WORK INSTRUCTIONS:
- 1) Rewrite the passage of the Samuc Champey text between "Halfway between Guatemala’s" and "the countries heartland.", inclusive, renaming "park" to "reserve" throughout.
- 2) In one to three sentences, explain why the Samuc Champey text says the park is praised and what it names as the park's main attraction.
- 3) According to the Samuc Champey text, in which province is the park located?

EXERCISE TEXT:
Halfway between Guatemala’s capital and its border with Belize lies
the small mountain town of Cobán and the national park, Samuc Champey. Located in the mountainous Alta Verapaz province, Samuc Champey was a holy site for the ancient Kekchi Mayans and means, ‘Sacred Water.’ Praised for its picturesque beauty, the park’s main attraction is a natural limestone bridge of lagoons that sits atop a mighty mountain river tumbling down a sub-tropical valley. It has always been one of the Guatemala’s hidden gems, but recently it has become a popular tourist destination and a must-see for many who travel into the countries heartland.

INFORMATION:
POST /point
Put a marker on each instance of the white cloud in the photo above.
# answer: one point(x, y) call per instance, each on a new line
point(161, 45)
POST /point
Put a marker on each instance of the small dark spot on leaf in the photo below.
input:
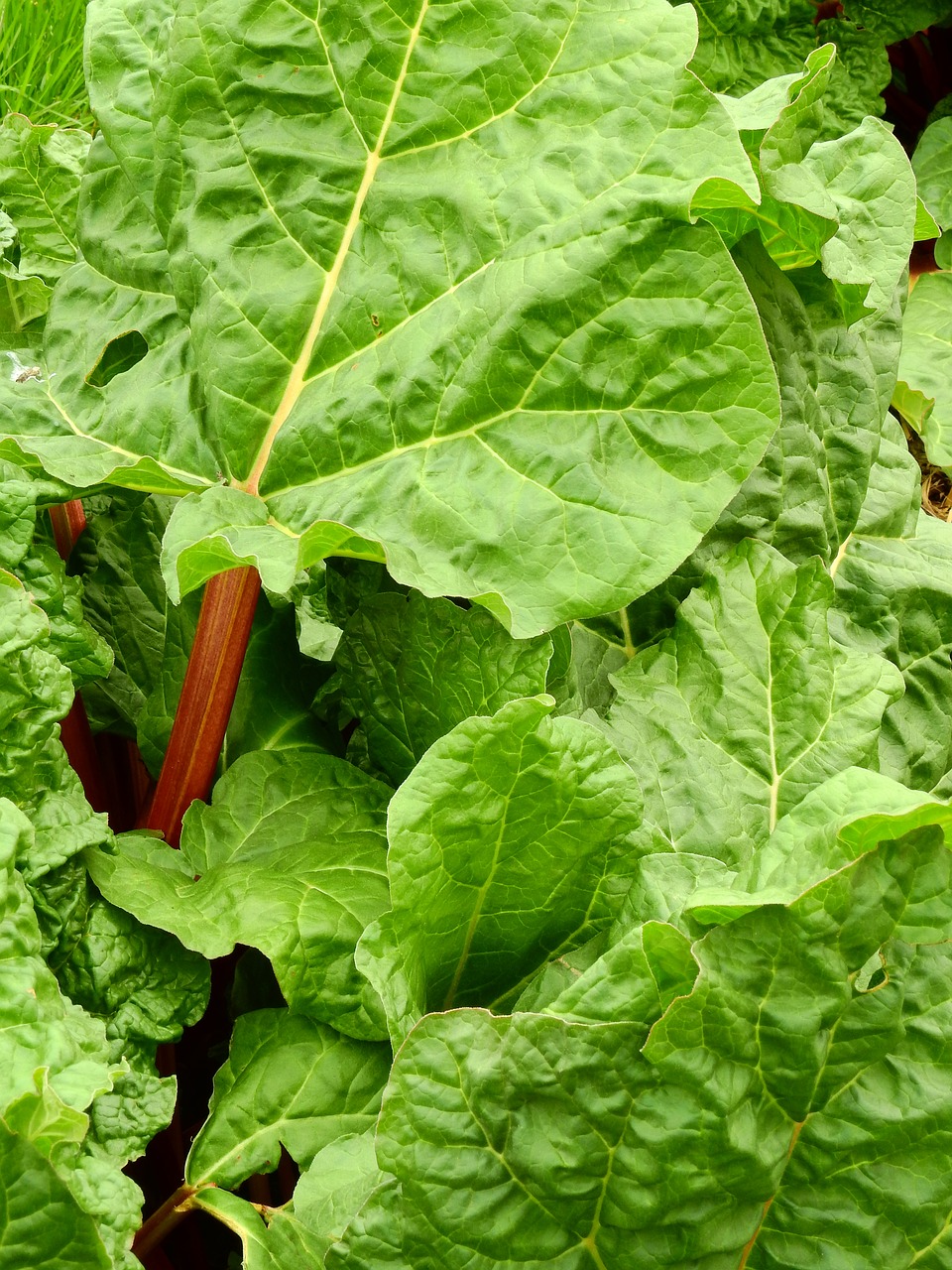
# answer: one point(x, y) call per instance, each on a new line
point(118, 356)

SOLUTIONS TO EACH TASK:
- 1)
Halfway between Guatemala’s capital and its border with Belize lies
the small mountain town of Cobán and the national reserve, Samuc Champey. Located in the mountainous Alta Verapaz province, Samuc Champey was a holy site for the ancient Kekchi Mayans and means, ‘Sacred Water.’ Praised for its picturesque beauty, the reserve’s main attraction is a natural limestone bridge of lagoons that sits atop a mighty mountain river tumbling down a sub-tropical valley. It has always been one of the Guatemala’s hidden gems, but recently it has become a popular tourist destination and a must-see for many who travel into the countries heartland.

- 2) The park is praised for its picturesque beauty. Its main attraction is a natural limestone bridge of lagoons that sits atop a mighty mountain river tumbling down a sub-tropical valley.

- 3) It is located in the mountainous Alta Verapaz province.